GOAL - Scale the records from the line containing "Can you find the metal" through the line containing "[[81, 228], [429, 142], [75, 117], [479, 170]]", inclusive, and give only those lines. Copy each request unchanged, and multiply every point coordinate in the answers by 1.2, rounding to the nearest whole number with halves rounded up.

LISTED RECORDS -
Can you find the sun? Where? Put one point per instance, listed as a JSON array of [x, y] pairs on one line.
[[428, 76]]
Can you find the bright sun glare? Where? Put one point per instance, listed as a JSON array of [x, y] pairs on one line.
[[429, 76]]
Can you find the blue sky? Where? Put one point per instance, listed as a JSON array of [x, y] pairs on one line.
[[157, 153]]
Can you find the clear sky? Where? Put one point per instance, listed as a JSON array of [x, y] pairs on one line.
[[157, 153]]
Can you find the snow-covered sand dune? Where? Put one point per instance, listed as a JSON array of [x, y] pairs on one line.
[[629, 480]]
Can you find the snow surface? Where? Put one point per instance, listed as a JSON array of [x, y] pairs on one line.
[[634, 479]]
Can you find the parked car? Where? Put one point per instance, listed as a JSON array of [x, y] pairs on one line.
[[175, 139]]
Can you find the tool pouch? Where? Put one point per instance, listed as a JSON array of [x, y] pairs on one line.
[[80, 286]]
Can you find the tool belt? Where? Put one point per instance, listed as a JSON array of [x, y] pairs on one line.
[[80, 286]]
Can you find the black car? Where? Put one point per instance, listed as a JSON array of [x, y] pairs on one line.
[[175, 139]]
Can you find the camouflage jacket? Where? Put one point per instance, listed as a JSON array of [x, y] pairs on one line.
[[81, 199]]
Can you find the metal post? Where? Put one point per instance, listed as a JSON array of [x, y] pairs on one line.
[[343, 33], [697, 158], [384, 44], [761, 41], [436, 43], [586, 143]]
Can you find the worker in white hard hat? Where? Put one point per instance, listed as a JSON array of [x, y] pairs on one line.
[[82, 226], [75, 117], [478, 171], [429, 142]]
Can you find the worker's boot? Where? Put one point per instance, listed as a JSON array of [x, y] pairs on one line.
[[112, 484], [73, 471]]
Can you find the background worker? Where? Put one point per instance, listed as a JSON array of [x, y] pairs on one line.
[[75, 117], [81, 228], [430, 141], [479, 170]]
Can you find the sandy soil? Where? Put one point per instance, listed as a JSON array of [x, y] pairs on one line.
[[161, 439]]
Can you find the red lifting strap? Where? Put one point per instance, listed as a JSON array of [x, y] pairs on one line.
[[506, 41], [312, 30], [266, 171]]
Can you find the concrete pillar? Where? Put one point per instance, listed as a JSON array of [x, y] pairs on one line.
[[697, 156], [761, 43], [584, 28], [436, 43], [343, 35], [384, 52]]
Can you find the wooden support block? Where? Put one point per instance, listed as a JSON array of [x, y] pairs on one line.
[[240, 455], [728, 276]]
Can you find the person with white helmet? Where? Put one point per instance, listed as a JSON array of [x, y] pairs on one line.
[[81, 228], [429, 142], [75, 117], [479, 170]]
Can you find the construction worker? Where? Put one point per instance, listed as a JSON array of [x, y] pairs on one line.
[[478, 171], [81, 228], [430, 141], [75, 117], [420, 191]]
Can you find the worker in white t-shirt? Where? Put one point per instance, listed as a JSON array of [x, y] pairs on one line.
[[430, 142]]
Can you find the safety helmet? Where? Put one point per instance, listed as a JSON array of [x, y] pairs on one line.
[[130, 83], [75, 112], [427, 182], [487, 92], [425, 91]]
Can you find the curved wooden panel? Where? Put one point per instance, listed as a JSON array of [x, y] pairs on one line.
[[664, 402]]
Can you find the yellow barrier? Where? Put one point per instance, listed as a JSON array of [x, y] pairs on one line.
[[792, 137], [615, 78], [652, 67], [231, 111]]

TASK ANSWER -
Can you find the metal post? Where? Put one point per instance, listed as a JSON array of [x, y] pairs on one line.
[[412, 40], [836, 190], [461, 53], [913, 49], [523, 52], [703, 172]]
Can you find the worker in white hard hat? Where? Put one point per instance, listed as a JSON array of [x, y] pairs on one line.
[[98, 271], [90, 140], [574, 205], [515, 170]]
Can you find the worker's boot? Where? Put one point per instance, listed as a JSON array of [x, y] pairs on one line.
[[134, 581], [88, 565]]
Can you find the background worker? Where? Put one point per instance, listed as a JSON array of [x, y] pairs on one line.
[[90, 140], [97, 274], [516, 169], [575, 204]]
Can you find the sandy soil? Where? Put one point per instance, listed as a JSON array of [x, y] pairs on one line.
[[193, 527]]
Can you find the red lifting strap? Where? Put one point per instance, listed as a JSON array of [x, y] pairs on one line.
[[607, 49], [374, 36], [319, 205]]
Can you find the concrete pillar? Where? Put one point per instance, listed as a JSON array of [x, y] pairs on one line.
[[836, 187], [913, 52], [701, 34], [523, 52], [412, 42], [461, 62]]
Can you find the wooden support block? Where? Put one point per instance, listed as a JSON array of [x, y] pairs on one line.
[[288, 546], [874, 331]]
Can you find the person with white helmet? Where? Put one point per instance, listed as a JSON array of [x, y] pairs on one line.
[[97, 274], [515, 170], [90, 140], [575, 204]]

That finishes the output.